Start of Excerpted records

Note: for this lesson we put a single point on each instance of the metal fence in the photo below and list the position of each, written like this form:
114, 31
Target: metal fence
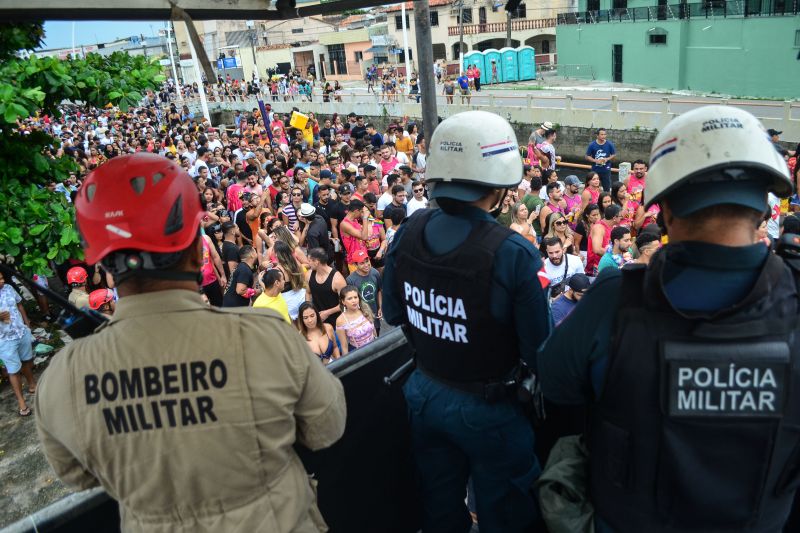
685, 11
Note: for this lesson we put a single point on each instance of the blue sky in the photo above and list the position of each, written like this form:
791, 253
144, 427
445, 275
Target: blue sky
58, 34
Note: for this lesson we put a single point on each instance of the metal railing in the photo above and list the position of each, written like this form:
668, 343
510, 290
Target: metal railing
500, 27
684, 11
786, 111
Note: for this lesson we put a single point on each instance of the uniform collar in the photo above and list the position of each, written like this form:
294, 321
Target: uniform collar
159, 302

End of Excerpted records

■ **Your objective**
Return only the number of lines above that include the word "photo".

■ **Solved problem**
4